Tally the lines in the data below that contain the string "foliage", with case counting, and reply with the number alone.

[Point annotation dataset records]
============================================================

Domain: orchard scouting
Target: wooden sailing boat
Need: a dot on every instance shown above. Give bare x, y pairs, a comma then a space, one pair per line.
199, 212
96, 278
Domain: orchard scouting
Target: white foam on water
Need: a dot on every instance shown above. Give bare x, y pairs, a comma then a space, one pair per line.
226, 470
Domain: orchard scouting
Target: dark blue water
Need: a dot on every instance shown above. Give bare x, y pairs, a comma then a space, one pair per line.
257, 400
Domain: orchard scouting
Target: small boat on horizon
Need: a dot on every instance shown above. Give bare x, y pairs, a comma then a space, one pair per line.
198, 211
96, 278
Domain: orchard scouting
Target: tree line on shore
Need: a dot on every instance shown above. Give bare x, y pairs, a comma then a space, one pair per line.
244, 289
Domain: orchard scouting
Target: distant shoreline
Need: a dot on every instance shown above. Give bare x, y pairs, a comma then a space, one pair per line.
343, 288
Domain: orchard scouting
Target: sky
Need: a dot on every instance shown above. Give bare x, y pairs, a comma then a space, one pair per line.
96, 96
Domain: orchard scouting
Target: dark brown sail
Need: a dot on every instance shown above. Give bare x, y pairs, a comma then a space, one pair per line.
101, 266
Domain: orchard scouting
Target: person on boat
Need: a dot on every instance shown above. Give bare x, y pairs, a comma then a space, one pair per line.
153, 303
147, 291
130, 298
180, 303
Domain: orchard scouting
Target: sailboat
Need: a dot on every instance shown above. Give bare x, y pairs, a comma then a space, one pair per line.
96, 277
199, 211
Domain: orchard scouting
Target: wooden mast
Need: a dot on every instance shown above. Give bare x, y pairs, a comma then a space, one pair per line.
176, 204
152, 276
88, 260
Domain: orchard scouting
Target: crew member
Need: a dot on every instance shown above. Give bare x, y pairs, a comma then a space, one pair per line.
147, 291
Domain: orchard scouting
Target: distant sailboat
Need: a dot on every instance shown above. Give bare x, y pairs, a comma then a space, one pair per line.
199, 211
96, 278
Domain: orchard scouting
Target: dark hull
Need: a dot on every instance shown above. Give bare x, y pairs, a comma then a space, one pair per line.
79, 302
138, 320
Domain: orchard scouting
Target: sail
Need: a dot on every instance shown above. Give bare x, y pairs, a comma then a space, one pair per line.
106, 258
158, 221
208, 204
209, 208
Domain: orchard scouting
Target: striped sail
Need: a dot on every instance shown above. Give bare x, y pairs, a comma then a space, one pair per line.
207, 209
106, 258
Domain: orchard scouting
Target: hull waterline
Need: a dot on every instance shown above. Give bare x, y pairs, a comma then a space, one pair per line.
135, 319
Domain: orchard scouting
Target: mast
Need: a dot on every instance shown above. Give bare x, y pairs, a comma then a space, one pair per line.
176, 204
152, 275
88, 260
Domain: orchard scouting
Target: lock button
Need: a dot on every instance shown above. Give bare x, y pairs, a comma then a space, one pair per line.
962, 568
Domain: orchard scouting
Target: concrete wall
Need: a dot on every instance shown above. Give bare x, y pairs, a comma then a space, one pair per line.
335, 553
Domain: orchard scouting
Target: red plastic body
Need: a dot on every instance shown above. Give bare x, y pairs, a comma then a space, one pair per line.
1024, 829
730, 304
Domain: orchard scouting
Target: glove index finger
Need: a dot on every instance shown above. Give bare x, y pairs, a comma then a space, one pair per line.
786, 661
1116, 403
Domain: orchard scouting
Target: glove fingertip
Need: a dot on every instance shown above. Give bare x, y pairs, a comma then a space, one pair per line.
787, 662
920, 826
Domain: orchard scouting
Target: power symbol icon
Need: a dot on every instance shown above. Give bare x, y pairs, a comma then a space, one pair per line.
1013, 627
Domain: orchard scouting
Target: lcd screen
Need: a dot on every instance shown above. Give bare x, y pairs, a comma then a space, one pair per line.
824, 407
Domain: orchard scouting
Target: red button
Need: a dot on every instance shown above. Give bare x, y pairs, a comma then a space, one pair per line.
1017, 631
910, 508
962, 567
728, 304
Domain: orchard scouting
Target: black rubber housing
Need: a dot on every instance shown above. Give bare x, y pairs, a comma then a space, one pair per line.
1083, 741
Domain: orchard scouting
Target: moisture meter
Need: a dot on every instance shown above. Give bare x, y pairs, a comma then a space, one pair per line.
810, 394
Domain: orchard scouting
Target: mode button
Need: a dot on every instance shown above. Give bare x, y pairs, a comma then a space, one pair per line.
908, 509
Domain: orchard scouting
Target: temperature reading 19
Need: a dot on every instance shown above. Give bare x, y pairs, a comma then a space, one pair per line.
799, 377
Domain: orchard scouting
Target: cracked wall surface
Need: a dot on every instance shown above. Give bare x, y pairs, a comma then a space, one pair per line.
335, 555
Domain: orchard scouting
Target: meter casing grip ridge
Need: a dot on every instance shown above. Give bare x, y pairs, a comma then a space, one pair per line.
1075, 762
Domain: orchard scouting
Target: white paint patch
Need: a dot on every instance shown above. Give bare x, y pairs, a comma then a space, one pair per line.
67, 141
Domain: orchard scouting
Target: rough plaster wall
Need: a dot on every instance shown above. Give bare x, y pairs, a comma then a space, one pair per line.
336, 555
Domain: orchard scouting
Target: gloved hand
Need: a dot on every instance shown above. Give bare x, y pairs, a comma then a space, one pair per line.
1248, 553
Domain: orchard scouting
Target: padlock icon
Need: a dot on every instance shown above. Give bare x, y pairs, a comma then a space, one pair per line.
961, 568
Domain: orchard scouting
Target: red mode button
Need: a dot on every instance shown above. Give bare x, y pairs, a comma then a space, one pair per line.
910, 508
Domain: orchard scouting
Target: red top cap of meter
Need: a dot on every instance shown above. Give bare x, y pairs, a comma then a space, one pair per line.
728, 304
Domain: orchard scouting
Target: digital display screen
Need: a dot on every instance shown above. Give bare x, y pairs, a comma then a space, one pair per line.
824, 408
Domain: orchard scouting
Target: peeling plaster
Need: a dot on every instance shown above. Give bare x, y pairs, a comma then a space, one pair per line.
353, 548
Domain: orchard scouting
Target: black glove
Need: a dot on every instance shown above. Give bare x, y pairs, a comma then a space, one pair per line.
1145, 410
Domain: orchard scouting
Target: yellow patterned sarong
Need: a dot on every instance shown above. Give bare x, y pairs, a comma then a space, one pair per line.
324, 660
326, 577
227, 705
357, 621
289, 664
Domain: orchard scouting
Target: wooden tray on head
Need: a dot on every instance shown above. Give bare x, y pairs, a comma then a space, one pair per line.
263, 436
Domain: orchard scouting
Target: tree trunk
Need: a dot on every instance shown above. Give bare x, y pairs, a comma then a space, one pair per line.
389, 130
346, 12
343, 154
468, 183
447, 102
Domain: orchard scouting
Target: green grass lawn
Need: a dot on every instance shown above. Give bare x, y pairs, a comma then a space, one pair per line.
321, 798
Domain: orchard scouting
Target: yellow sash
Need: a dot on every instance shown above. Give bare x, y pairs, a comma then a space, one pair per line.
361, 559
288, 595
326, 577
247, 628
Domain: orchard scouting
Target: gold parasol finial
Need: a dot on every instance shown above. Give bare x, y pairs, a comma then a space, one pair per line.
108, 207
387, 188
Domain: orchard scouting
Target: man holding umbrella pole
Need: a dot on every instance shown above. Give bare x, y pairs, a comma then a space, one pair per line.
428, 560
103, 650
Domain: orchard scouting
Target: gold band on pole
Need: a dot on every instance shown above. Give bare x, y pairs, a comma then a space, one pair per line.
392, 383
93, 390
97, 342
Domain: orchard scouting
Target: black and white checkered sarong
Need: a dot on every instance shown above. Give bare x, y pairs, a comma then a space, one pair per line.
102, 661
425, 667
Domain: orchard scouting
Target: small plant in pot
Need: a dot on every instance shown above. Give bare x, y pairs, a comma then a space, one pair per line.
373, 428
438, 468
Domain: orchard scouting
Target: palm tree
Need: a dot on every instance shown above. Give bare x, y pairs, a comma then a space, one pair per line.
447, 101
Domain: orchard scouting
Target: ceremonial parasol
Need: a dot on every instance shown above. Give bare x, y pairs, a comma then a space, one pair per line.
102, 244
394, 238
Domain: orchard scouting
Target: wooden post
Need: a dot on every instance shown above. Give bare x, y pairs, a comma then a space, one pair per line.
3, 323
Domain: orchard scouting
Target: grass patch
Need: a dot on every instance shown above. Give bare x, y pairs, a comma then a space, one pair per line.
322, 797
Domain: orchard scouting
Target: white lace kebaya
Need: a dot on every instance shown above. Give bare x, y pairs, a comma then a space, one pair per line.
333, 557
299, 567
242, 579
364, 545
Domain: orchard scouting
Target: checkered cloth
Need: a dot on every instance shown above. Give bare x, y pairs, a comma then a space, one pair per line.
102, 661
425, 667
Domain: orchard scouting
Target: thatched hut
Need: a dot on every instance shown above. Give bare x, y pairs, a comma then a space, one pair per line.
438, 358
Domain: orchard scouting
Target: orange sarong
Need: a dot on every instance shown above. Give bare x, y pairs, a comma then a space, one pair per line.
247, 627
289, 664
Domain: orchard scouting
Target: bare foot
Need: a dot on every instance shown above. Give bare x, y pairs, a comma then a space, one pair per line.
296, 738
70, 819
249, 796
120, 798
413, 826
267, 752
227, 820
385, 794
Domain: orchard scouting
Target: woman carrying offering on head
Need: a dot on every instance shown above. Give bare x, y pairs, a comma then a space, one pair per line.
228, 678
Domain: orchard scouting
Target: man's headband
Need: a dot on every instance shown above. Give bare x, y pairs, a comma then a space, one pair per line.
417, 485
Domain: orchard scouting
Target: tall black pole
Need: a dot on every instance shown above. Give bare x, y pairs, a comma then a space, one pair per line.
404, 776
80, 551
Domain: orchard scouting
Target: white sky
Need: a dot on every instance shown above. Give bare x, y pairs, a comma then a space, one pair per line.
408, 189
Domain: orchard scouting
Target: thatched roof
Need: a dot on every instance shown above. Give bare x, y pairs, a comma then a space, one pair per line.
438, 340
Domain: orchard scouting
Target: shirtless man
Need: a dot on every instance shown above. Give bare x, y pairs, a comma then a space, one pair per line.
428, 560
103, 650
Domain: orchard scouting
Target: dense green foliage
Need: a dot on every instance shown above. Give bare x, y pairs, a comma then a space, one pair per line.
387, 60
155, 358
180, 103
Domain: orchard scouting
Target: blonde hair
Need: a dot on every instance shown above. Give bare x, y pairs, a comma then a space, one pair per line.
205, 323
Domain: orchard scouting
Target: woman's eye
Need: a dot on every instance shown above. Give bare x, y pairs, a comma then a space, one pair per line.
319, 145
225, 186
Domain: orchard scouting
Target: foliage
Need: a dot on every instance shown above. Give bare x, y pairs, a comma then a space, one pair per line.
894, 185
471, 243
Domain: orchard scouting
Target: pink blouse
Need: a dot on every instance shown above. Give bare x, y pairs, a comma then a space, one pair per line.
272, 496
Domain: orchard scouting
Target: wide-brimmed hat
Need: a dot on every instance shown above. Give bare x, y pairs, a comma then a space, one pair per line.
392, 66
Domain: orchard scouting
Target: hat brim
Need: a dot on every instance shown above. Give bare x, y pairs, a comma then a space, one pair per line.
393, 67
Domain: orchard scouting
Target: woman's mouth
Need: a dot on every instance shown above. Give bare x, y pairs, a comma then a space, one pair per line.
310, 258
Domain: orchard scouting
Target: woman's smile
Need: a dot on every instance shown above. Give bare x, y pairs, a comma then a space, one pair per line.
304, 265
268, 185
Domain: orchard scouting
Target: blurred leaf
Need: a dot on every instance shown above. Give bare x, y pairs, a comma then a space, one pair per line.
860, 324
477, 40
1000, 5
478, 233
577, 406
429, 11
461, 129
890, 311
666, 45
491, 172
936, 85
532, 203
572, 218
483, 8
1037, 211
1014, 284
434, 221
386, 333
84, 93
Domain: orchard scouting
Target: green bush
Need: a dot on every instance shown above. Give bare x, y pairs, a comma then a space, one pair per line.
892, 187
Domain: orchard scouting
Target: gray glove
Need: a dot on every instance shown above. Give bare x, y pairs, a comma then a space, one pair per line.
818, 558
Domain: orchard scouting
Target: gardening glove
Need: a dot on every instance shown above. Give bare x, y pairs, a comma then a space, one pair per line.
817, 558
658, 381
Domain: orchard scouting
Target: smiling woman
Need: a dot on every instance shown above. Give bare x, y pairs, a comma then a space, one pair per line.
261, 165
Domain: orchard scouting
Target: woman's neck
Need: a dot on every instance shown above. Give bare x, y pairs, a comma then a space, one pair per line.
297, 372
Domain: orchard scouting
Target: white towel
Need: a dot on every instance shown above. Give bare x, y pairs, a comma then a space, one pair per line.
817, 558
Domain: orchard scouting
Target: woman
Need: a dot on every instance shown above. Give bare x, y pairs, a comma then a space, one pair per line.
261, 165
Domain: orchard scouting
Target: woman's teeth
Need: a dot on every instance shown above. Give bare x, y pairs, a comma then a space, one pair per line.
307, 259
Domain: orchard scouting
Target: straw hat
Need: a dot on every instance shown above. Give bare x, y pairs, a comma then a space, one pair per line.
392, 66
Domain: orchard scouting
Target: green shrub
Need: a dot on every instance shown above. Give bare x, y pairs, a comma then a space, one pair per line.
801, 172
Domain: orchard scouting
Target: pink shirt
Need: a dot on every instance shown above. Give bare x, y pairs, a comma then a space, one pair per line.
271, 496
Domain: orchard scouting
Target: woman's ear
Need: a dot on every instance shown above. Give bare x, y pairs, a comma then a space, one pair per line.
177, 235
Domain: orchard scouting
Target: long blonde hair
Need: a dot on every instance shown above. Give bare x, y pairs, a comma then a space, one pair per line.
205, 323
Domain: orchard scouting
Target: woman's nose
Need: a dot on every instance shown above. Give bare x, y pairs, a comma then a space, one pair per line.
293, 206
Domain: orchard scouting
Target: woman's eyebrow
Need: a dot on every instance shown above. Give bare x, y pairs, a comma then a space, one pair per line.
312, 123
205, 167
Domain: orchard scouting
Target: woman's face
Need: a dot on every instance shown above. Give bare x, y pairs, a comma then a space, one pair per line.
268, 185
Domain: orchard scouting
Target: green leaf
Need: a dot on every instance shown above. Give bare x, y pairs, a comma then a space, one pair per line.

============================================================

Solution to this problem — 2